* Aim
Locate each line in the data below that contains the word "leaf", and copy those lines.

=== Task data ===

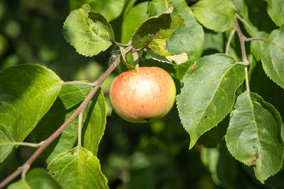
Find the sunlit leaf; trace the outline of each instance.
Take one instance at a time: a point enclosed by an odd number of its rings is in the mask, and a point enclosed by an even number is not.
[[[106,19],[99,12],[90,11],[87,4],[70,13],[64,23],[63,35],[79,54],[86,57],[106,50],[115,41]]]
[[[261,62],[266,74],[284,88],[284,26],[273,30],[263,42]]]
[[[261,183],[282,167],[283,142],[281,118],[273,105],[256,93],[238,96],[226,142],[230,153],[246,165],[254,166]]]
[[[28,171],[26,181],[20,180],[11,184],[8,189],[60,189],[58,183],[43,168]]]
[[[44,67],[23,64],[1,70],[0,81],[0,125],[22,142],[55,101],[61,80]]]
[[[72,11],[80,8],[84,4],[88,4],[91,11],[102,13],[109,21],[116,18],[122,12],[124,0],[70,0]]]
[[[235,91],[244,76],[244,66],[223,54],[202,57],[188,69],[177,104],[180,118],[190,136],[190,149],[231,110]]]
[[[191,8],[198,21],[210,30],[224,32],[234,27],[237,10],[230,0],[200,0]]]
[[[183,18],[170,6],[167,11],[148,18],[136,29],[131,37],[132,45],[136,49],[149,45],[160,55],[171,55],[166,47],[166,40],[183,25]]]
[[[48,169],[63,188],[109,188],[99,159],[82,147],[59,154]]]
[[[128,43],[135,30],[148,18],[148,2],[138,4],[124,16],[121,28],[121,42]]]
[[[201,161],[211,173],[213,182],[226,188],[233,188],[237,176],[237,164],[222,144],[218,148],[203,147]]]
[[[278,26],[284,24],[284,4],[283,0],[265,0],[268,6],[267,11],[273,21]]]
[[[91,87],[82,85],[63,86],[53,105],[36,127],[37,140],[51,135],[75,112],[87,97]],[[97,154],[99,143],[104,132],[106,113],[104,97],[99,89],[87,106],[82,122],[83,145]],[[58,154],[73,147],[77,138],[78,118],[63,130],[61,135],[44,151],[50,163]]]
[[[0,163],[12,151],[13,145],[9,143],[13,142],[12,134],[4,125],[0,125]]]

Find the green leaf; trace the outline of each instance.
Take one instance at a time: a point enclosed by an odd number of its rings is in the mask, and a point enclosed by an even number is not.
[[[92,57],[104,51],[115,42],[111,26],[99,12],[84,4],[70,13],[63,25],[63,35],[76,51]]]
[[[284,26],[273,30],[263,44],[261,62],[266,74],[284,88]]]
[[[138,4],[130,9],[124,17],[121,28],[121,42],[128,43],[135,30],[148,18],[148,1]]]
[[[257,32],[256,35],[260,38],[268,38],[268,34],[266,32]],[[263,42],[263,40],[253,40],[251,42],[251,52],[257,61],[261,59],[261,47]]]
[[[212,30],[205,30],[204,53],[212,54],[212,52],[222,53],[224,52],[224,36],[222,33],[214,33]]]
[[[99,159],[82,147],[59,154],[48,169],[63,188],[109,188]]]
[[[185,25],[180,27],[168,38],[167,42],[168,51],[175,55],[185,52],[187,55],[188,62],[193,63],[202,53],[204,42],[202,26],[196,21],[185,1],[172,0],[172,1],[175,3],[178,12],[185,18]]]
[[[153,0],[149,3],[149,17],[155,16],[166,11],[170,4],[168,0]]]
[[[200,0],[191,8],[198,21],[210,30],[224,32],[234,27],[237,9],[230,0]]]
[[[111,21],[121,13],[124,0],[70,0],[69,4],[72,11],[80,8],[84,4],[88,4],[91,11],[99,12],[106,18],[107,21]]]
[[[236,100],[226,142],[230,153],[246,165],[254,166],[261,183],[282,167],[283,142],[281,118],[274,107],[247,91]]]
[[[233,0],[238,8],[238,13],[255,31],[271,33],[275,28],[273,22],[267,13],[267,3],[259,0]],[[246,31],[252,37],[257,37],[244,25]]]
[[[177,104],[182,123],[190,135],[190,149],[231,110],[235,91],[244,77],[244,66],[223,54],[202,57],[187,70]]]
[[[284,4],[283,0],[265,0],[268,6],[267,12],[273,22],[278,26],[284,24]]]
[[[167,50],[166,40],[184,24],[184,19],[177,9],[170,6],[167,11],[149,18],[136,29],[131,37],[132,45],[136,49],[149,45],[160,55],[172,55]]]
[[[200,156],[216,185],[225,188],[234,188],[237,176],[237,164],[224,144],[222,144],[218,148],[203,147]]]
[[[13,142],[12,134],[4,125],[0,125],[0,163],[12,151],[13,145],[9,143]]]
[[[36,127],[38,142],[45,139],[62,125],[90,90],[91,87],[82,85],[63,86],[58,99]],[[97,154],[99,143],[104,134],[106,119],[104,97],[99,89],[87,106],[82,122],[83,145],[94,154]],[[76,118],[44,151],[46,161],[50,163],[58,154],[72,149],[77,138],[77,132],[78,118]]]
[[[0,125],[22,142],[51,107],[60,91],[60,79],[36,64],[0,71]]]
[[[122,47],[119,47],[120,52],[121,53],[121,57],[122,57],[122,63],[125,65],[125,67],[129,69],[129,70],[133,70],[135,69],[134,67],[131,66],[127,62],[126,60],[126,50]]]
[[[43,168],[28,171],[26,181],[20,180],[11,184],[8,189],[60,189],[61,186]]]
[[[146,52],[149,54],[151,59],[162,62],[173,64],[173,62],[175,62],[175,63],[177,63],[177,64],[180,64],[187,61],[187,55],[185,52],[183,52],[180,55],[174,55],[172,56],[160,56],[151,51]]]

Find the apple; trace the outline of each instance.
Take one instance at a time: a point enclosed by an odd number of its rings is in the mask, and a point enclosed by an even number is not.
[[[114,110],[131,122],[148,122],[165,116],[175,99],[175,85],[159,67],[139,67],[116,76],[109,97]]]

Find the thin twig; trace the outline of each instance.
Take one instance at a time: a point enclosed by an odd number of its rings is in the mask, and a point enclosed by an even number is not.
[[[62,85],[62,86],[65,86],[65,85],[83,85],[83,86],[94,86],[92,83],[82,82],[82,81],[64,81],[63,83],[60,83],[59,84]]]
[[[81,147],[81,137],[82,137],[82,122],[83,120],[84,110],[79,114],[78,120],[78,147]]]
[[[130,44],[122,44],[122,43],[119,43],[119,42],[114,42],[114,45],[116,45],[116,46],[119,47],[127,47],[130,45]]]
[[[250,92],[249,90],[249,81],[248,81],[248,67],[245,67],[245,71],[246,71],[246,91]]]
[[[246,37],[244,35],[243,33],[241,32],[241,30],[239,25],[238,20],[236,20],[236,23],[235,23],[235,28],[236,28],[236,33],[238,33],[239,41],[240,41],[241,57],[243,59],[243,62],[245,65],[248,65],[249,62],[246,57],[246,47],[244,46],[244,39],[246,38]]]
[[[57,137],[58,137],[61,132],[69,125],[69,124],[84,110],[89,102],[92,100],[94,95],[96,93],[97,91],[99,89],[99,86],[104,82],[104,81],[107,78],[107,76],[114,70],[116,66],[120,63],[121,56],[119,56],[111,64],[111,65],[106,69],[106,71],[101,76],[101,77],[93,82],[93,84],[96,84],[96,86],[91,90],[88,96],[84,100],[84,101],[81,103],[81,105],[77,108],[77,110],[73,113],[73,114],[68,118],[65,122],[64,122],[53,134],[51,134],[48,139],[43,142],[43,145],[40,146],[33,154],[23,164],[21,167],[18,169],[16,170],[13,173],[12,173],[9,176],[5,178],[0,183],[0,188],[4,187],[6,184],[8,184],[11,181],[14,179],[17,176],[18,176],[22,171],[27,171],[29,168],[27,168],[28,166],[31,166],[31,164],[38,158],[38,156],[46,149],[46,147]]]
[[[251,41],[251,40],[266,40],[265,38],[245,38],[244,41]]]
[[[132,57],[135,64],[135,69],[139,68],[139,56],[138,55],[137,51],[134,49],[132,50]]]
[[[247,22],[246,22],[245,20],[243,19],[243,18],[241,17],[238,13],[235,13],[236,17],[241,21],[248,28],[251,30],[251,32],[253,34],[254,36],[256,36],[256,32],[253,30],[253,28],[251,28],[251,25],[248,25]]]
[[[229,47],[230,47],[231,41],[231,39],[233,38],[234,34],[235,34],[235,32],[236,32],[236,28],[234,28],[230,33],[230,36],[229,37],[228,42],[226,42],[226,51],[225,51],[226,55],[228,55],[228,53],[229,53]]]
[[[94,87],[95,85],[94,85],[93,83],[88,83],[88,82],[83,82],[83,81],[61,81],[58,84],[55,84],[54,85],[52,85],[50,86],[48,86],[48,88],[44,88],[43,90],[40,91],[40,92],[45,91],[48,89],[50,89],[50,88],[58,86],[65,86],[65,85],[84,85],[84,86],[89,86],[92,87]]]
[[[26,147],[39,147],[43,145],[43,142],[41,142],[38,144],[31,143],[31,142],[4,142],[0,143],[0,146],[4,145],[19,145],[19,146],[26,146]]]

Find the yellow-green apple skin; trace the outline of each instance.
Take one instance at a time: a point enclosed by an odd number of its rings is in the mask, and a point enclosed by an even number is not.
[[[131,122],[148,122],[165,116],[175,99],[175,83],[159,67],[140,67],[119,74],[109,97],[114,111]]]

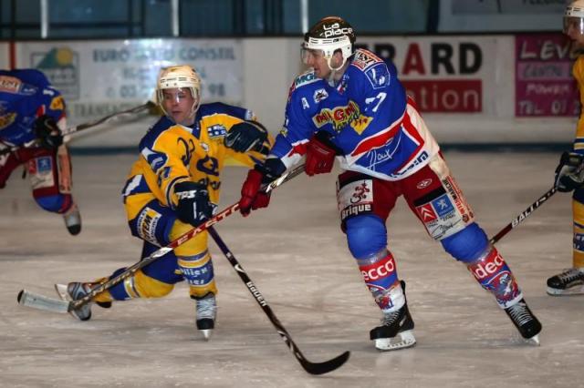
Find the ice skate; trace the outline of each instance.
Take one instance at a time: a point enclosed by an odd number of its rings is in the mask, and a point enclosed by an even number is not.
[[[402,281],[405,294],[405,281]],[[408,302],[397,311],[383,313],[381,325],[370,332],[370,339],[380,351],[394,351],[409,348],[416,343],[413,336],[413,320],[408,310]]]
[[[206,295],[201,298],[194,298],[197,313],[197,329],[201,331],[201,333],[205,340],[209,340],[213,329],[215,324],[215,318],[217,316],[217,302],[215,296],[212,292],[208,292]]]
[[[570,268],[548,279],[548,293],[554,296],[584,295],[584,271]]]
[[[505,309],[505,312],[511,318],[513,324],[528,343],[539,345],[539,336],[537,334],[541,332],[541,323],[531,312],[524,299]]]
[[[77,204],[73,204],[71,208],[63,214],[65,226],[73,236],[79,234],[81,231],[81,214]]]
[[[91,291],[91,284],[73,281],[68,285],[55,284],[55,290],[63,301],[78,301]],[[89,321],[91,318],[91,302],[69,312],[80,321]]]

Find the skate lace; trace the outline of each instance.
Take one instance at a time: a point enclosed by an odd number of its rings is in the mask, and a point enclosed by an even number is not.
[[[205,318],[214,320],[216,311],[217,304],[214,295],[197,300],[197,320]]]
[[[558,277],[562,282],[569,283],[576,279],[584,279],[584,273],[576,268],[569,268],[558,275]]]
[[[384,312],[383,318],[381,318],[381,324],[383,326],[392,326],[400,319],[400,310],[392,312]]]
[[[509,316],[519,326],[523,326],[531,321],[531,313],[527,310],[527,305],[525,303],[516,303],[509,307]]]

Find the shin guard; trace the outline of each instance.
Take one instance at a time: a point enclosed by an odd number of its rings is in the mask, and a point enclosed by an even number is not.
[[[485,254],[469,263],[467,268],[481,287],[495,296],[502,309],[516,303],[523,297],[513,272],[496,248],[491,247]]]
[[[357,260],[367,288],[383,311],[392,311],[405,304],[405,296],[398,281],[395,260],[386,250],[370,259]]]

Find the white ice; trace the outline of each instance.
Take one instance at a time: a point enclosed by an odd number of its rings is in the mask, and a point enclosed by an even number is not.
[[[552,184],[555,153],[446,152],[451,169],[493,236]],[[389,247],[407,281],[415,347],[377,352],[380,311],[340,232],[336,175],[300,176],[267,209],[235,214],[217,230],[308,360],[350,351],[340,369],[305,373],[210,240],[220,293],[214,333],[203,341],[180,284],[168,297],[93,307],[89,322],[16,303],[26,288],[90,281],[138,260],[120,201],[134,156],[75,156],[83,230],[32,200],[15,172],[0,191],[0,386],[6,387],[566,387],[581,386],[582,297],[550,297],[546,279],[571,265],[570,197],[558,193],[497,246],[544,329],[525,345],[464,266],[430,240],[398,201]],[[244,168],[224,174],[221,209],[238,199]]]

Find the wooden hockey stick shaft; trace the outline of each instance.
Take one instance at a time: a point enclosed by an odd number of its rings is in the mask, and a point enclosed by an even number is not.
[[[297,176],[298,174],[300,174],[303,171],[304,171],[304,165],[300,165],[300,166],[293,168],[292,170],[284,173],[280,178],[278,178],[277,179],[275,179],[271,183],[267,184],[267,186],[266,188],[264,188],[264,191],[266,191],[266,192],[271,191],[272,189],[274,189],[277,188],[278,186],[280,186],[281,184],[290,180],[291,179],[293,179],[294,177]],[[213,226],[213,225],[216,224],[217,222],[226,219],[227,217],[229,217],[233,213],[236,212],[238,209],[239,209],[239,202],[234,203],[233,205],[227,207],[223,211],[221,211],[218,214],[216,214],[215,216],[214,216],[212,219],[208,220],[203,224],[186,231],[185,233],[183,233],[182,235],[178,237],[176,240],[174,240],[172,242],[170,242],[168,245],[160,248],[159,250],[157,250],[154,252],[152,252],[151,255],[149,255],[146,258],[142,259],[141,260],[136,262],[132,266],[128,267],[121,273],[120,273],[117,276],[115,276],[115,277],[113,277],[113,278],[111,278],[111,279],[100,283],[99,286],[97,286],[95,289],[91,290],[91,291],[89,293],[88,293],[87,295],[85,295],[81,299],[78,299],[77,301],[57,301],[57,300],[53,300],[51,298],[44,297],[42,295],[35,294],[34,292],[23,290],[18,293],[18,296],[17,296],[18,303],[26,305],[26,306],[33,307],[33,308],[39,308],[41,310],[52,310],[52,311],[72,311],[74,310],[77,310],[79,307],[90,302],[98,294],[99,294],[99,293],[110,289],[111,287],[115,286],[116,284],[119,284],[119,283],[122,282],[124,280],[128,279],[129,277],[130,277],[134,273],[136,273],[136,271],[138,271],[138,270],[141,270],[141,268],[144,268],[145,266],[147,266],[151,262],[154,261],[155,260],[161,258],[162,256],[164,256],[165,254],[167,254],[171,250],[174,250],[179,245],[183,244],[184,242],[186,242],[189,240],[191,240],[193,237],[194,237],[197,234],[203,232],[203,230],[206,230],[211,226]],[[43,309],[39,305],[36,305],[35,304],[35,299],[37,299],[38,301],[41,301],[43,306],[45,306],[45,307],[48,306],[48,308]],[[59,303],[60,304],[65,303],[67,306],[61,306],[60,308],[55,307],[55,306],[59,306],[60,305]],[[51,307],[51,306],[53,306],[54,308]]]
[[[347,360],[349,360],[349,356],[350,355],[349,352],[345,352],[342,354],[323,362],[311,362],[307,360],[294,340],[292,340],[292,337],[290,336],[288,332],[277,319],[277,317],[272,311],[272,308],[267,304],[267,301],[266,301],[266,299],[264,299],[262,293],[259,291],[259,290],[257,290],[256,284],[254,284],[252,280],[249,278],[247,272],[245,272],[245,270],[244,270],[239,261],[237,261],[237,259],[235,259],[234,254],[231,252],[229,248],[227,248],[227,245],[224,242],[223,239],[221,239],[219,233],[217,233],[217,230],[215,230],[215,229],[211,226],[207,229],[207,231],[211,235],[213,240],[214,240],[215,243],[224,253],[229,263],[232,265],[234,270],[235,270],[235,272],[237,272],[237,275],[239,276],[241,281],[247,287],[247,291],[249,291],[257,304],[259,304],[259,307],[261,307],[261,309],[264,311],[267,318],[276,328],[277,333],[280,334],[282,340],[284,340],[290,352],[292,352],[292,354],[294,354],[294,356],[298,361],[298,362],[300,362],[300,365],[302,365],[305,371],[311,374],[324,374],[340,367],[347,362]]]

===

* The reply
Find the sunlit leaf; trace the outline of each instance.
Find the green leaf; trace the outline of each instance.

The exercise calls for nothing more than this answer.